### Instructions for the task
From the listing below, select every line where the word "hair" appears.

### Supplied material
-- Opening Marker --
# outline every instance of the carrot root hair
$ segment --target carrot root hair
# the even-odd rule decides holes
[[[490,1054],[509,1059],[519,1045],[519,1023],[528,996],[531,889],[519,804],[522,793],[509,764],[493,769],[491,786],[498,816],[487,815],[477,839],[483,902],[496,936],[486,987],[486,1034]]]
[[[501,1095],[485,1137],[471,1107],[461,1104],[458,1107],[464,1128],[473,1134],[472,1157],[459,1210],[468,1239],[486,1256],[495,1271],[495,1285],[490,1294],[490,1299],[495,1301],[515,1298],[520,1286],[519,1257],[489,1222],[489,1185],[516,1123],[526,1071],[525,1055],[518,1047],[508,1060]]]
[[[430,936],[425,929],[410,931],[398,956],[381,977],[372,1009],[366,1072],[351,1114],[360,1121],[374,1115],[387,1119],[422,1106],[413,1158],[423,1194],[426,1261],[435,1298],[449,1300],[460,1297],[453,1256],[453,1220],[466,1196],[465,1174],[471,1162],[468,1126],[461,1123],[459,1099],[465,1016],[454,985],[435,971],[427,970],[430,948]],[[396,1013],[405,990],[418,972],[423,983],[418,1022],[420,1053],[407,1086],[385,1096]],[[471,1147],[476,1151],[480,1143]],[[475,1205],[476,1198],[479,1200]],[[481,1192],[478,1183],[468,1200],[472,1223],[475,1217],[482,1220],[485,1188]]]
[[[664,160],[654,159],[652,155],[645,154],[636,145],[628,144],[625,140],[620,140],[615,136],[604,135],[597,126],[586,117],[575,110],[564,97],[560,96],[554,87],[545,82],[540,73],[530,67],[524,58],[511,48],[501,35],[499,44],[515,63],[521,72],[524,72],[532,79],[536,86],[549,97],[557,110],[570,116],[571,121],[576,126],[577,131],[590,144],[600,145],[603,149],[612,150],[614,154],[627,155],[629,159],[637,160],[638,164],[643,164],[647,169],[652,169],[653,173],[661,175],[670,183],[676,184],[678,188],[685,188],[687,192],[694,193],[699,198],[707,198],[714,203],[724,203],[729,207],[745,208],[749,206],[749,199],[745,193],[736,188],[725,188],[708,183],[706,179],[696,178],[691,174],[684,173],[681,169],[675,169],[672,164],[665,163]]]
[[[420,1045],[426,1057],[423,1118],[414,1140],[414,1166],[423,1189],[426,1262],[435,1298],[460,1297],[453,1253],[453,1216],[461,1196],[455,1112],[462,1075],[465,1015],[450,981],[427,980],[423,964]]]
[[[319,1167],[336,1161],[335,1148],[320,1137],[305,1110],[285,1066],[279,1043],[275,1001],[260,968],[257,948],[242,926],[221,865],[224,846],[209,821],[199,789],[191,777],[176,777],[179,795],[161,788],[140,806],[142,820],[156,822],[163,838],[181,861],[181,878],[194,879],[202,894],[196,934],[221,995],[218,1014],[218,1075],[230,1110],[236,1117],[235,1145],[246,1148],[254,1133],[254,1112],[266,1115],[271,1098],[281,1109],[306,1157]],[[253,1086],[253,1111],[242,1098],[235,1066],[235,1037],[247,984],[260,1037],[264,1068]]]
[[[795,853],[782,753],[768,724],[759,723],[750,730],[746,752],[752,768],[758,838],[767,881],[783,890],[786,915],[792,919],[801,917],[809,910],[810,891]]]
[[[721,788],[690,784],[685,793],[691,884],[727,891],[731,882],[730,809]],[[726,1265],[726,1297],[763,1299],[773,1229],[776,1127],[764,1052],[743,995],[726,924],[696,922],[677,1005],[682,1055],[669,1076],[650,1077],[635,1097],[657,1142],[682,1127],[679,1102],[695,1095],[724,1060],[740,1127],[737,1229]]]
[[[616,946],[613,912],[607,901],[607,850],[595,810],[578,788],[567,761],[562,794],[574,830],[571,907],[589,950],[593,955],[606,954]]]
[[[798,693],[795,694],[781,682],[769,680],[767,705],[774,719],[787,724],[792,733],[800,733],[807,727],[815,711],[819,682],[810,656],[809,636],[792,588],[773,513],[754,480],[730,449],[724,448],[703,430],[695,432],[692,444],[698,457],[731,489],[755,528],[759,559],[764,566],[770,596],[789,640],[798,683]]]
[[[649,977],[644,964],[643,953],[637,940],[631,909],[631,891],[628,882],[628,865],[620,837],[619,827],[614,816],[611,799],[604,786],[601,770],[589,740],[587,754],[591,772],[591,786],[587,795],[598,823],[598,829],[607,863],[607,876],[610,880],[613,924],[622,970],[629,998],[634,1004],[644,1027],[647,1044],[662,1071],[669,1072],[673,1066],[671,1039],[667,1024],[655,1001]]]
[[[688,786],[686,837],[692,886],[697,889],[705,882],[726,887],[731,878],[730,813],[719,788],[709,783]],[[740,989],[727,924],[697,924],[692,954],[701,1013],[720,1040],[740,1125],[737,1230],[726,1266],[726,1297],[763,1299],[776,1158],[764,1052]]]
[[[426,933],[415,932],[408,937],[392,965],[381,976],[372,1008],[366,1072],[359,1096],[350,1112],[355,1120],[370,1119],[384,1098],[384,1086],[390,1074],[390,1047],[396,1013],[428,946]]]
-- Closing Marker --
### Written answer
# outline every instance of the carrot root hair
$ segment --target carrot root hair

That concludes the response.